→ Instructions
(a) From the forum thread, reproduce the passage between "If your smashed" and "teedubbyaw (Nov 22, 2013)", inclusive.
(b) Answer these questions from the forum thread:
(i) In the scenario described, what does the dispatcher plead with the caller to start?
(ii) On what date did teedubbyaw post?
(iii) Whose post does Tigger quote?
══ Extract to read ══
Guy dies in front of your, your hammered. You call 911 and identify yourself as a medic and say this guy just died. Dispatcher pleads with you to start CPR and you don't...makes a great news story....

If your smashed and you call 9-1-1 I would be willing to bet a fair number of you guys would identify yourself as medics (knowingly or unknowingly). 


The scenario is if you are inebriated, not drinking a bit.


----------



## teedubbyaw (Nov 22, 2013)

Yet again, why would you identify yourself? Why would anyone get your number if you call 911, other than dispatch? 

Are you drunk right now?


----------



## Tigger (Nov 22, 2013)

Rialaigh said:


> I don't tell anyone. That said I could see this scenario playing out
> 
> Guy dies in front of your, your hammered. You call 911 and identify yourself as a medic and say this guy just died. Dispatcher pleads with you to start CPR and you don't...makes a great news story....
> 
> ...
═══
══ Data provided ══
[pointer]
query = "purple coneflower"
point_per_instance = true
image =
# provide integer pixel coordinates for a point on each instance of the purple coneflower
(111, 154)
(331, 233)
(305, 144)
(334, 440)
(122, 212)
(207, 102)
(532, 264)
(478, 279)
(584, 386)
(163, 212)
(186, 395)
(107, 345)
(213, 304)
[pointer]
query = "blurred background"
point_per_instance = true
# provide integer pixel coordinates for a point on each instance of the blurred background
═══
→ List of answers
(a)
If your smashed and you call 9-1-1 I would be willing to bet a fair number of you guys would identify yourself as medics (knowingly or unknowingly). 


The scenario is if you are inebriated, not drinking a bit.


----------



## teedubbyaw (Nov 22, 2013)

(b)
(i) CPR
(ii) Nov 22, 2013
(iii) Rialaigh's